▸ **Tarea asignada a**
Por favor, convierte en una lista numerada los registros desde la línea que contiene "Where can the orange" hasta el final de los registros, ambas incluidas, y omite las líneas en blanco.

# ¡Feliz Día del Amigo!



## aleCcowaN

¡Muchas felicidades a todos los amigos que tenemos en estos foros!

Hoy se festeja en la Argentina el Día del Amigo, y quiero saludar especialmente a mis compatriotas con los que nos cruzamos aquí todos los días y que ya son buenos amigos.

Y saludar también a muchos otros amigos que tenemos en estos foros, puesto que la amistad no reconoce fronteras ni nacionalidades.

Por los viejos amigos, por los nuevos, por los que ya no están, por los que conoceremos en el futuro ¡un enorme abrazo a todos! y ¡que viva la amistad!

Alec


----------



## Fernita

¡¡Gracias, Alec!!

¡Muy lindas tus palabras! No hay nada que agregar, simplemente:

¡Felicidades a todos en el Día del Amigo!

Con todo cariño,

Fernita.​


----------



## Rayines

Muchas gracias Fernita y Ale. ¡Felicidades para todos!, y va una partecita de una poesía de Aída Bortnik:
*"..............*​*..............*​*Los amigos*​*solamente hacen*​*Que el espejo*​*nos devuelva la imagen*​*De alguien capaz*​*de ser amado.*​*Los amigos*​*solamente hacen*​*Que la vida valga la*​*pena ser vivida"*​​*                                      Aída  Bortnik*​


----------



## Soledad Medina

Es hermoso que Argentina festeje el Día del Amigo, y debería ser un ejemplo a seguir para todos los países del mundo.

Tuve el honor de recibir un mensaje muy hermoso de un querido amigo  argentino felicitándome en este día ... para él y para todos ustedes mis felicitaciones.  La amistad es un sentimiento muy hermoso y sin amigos sería imposible seguir adelante con una sonrisa.
Con un saludo lleno de cariño
Soledad


----------



## Miguelillo 87

Muchas Gracias por el mensaje Alecowan, y sólo quiere decirles que me siento afortunado de estar en este foro y leer y aprender de todos ustedes mis amigos en líneas tantas cosas interesantes e importantes.
Un abrazo en especial a Tigger, Alecowan, Maruja y por supuesto a Gato Gordo.
 
Pásense un súper día, genial a todos los Argentinos que tan buena onda son. Y sigan así de Sencichitos y carismáticos.


----------



## fenixpollo

¡*Felicidades para todos mis amigos* -- alec, Mi Reina (por supuesto), Sole, Miguel y todos!   

_Tal vez sería buena idea explicar lo que es este día, para que los no-Argentinos entiendan bien y para que disfruten del todo la celebración. _


----------



## Soledad Medina

El creador de esta fiesta fue el profesor, músico y odontólogo argentino Enrique Febbraro, después que los astronautas Neil Amstrong, Edwin Buzz Aldrin y Michael Collins llegaran a la luna un 20 de julio de 1969. Pare este amigo argentino, por encima de la epopeya científica, el alunizaje debía ser también una manera de hacer nuevos amigos en otras partes de nuestro planeta. "Ese día -explicó Febbraro-, todos estuvimos pendientes de la suerte de los tres astronautas. Fuimos sus amigos y ellos, amigos del universo".

▸ **Tarea asignada b**
Traduce al inglés esta oración del hilo sobre el Día del Amigo: "Es hermoso que Argentina festeje el Día del Amigo, y debería ser un ejemplo a seguir para todos los países del mundo."

▸ **Registros sin procesar**
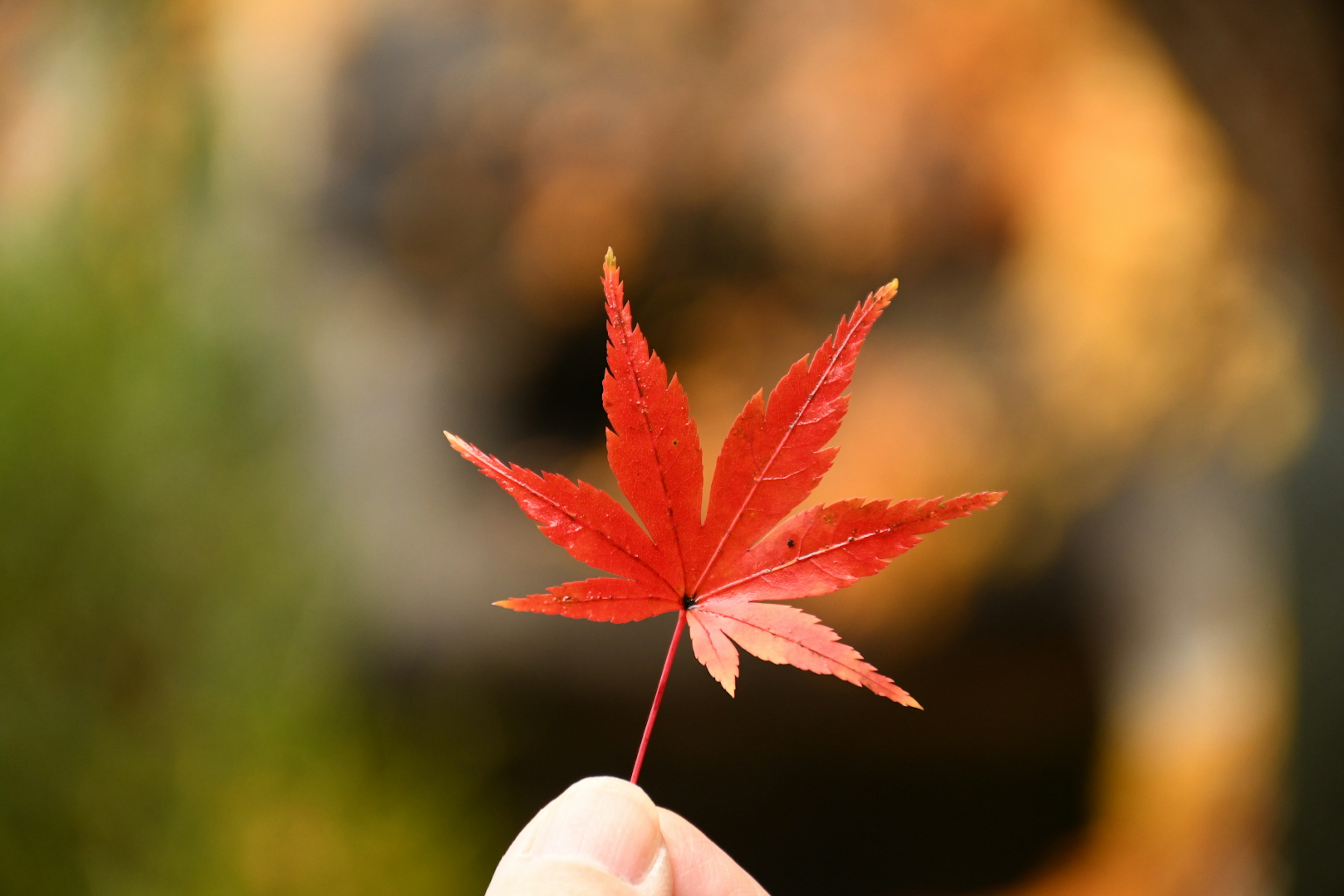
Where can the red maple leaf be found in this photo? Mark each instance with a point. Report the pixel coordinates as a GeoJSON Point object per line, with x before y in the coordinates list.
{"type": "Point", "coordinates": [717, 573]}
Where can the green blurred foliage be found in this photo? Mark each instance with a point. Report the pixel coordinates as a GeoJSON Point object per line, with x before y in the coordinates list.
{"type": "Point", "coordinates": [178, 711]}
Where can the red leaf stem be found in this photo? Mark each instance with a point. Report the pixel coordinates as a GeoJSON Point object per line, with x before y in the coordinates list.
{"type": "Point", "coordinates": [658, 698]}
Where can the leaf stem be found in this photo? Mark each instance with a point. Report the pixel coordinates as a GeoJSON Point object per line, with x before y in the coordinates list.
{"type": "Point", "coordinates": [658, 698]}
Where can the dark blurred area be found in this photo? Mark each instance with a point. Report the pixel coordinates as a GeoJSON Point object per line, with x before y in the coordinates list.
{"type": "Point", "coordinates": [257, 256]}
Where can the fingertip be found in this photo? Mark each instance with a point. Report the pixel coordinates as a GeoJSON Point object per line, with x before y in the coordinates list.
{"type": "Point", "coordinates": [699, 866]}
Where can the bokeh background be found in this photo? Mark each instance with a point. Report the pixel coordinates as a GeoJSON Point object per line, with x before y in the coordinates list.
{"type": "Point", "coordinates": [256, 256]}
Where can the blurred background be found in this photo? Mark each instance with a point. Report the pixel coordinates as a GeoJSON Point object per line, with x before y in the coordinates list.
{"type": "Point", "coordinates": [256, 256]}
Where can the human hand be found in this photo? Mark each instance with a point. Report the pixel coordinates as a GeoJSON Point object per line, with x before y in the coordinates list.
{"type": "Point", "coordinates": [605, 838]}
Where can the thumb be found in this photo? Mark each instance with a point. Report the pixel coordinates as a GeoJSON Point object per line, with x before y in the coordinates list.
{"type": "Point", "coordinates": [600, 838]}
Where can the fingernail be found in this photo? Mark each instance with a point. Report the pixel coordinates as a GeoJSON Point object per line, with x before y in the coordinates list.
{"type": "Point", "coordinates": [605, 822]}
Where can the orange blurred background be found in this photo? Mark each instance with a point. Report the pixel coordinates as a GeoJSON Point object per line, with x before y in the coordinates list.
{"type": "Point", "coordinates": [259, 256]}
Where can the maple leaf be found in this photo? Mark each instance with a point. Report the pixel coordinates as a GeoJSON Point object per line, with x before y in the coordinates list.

▸ **Respuesta a**
1. Where can the orange blurred background be found in this photo? Mark each instance with a point. Report the pixel coordinates as a GeoJSON Point object per line, with x before y in the coordinates list.
2. {"type": "Point", "coordinates": [259, 256]}
3. Where can the maple leaf be found in this photo? Mark each instance with a point. Report the pixel coordinates as a GeoJSON Point object per line, with x before y in the coordinates list.

▸ **Respuesta b**
It is beautiful that Argentina celebrates Friend's Day, and it should be an example for every country in the world to follow.